▶ _Given request_:
Copy out the lines from the one containing "Target: bus rear wheel" down to the end of the records, with "instance" replaced by "occurrence" and nothing else altered.

▶ _Information supplied_:

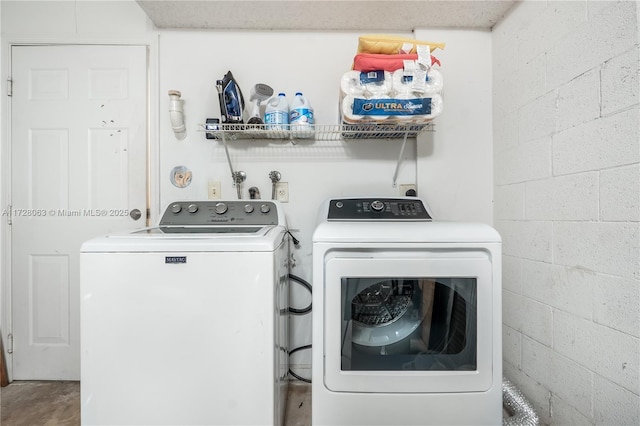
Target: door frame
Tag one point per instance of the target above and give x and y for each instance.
(7, 43)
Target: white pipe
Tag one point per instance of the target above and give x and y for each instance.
(176, 115)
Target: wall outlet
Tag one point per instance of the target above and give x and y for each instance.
(404, 187)
(214, 191)
(282, 192)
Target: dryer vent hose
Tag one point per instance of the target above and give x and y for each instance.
(521, 412)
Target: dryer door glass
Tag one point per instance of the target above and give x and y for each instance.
(402, 323)
(409, 321)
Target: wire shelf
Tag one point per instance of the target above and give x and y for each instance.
(321, 132)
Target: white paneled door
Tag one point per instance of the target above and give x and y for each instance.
(78, 170)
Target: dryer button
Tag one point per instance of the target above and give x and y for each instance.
(221, 208)
(377, 206)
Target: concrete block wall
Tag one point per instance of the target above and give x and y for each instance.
(566, 122)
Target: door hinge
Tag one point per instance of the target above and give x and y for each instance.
(7, 212)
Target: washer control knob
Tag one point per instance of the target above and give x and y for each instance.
(221, 208)
(377, 206)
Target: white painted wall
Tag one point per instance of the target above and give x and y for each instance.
(453, 168)
(567, 184)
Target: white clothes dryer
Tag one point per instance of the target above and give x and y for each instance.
(187, 323)
(406, 317)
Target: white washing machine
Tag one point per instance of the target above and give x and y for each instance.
(406, 317)
(187, 323)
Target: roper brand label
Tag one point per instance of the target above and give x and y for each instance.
(413, 106)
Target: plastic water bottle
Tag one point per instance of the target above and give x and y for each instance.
(276, 114)
(301, 117)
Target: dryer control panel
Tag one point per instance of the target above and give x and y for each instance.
(386, 209)
(203, 213)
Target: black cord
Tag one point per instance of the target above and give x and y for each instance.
(294, 374)
(295, 241)
(308, 287)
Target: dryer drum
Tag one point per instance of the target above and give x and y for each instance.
(381, 304)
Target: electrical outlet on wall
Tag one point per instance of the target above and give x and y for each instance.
(282, 192)
(214, 192)
(404, 187)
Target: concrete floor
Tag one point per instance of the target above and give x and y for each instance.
(35, 403)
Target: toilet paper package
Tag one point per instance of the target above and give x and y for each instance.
(403, 108)
(390, 98)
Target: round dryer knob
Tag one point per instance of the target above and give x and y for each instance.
(221, 208)
(377, 205)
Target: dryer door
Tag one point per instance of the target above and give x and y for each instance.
(409, 322)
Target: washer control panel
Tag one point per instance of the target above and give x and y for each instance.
(367, 209)
(202, 213)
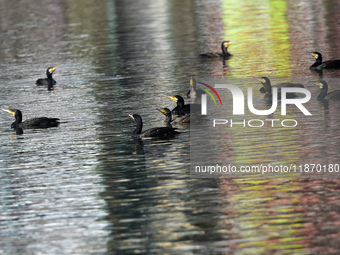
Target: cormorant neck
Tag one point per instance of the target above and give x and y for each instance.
(323, 92)
(180, 103)
(139, 127)
(18, 120)
(168, 119)
(318, 62)
(49, 80)
(225, 50)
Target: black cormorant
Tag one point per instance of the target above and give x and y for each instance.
(184, 119)
(49, 80)
(40, 122)
(224, 54)
(182, 108)
(157, 132)
(193, 92)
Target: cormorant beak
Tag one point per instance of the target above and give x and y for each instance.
(10, 111)
(161, 110)
(53, 69)
(173, 98)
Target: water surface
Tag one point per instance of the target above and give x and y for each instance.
(87, 187)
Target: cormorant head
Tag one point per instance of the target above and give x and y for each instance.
(50, 70)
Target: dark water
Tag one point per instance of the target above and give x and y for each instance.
(86, 187)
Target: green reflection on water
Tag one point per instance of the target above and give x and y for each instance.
(260, 33)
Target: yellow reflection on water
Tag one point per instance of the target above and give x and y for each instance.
(260, 33)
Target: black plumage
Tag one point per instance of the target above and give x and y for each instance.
(182, 108)
(225, 53)
(49, 80)
(39, 122)
(180, 120)
(193, 92)
(157, 132)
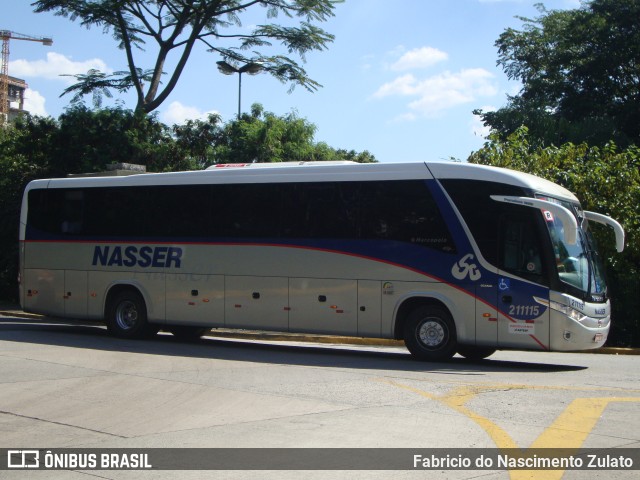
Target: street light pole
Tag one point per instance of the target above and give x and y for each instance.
(252, 68)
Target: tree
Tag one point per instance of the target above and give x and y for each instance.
(175, 26)
(266, 137)
(579, 73)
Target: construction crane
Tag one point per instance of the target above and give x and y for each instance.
(7, 35)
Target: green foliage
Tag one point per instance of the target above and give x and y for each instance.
(266, 137)
(606, 180)
(579, 74)
(154, 29)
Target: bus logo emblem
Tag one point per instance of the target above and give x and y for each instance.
(463, 268)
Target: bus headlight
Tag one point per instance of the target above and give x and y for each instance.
(572, 313)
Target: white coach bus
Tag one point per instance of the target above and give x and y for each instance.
(450, 257)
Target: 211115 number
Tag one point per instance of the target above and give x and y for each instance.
(525, 310)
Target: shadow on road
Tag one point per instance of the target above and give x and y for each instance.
(95, 337)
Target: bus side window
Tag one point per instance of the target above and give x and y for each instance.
(72, 213)
(520, 246)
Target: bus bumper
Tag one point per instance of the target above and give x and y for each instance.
(568, 334)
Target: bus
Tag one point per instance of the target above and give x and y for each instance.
(449, 257)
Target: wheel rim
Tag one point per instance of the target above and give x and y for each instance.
(126, 315)
(432, 333)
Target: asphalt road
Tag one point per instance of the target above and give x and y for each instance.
(72, 386)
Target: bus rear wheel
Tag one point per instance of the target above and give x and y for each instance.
(471, 352)
(127, 316)
(430, 334)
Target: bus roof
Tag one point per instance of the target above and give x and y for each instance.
(320, 171)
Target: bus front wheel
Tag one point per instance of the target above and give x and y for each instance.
(430, 334)
(127, 316)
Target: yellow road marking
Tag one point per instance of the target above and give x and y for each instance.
(569, 430)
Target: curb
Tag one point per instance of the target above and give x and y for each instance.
(335, 339)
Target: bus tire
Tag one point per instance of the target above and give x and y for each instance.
(127, 316)
(471, 352)
(430, 334)
(187, 333)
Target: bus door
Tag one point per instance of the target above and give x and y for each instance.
(75, 293)
(523, 317)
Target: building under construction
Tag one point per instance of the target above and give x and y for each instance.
(12, 89)
(15, 97)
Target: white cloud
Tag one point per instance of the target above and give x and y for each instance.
(177, 113)
(34, 102)
(441, 92)
(419, 58)
(55, 65)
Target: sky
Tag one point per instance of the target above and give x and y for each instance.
(400, 80)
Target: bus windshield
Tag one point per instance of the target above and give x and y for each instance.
(578, 265)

▶ _Expected output_:
Target: bus rear wheel
Tag one point per occurrence of the target above and give x and y for each occurrence.
(471, 352)
(127, 316)
(430, 334)
Target: bus roof
Tag one point per occurrence of the target above and give x and y for each occurrence.
(320, 171)
Target: bus front wheel
Tag one point per occurrence of the target above and give x and y for each occurrence.
(430, 334)
(127, 316)
Target: yellow road marking
Tag one point per occurrence of the target above and give x and y for each occurrence.
(569, 430)
Target: curb
Tag one point per occurrence of the target above and give x and y for each occurrence.
(335, 339)
Target: bus tire
Tag one point per occurrence of the target above and give x and y for each occurrence.
(127, 316)
(471, 352)
(430, 334)
(187, 333)
Target: bus door
Tag one point per occurrence of the target above and give x and y for each occurrence.
(75, 293)
(523, 317)
Target: building under construction
Tag one point per occurrence of the target above and give x and y for each occurrence.
(12, 89)
(15, 97)
Target: white cloud
Tag one point per occurrence of the target above and give x and y for each occurrence.
(177, 113)
(34, 102)
(441, 92)
(419, 58)
(55, 65)
Target: sky
Tag one point per occurrence of the target above and give x and y for each occurrence.
(400, 80)
Target: bus windshield
Tag one point per occurrence of the target above and give x and y for each occurrence.
(578, 265)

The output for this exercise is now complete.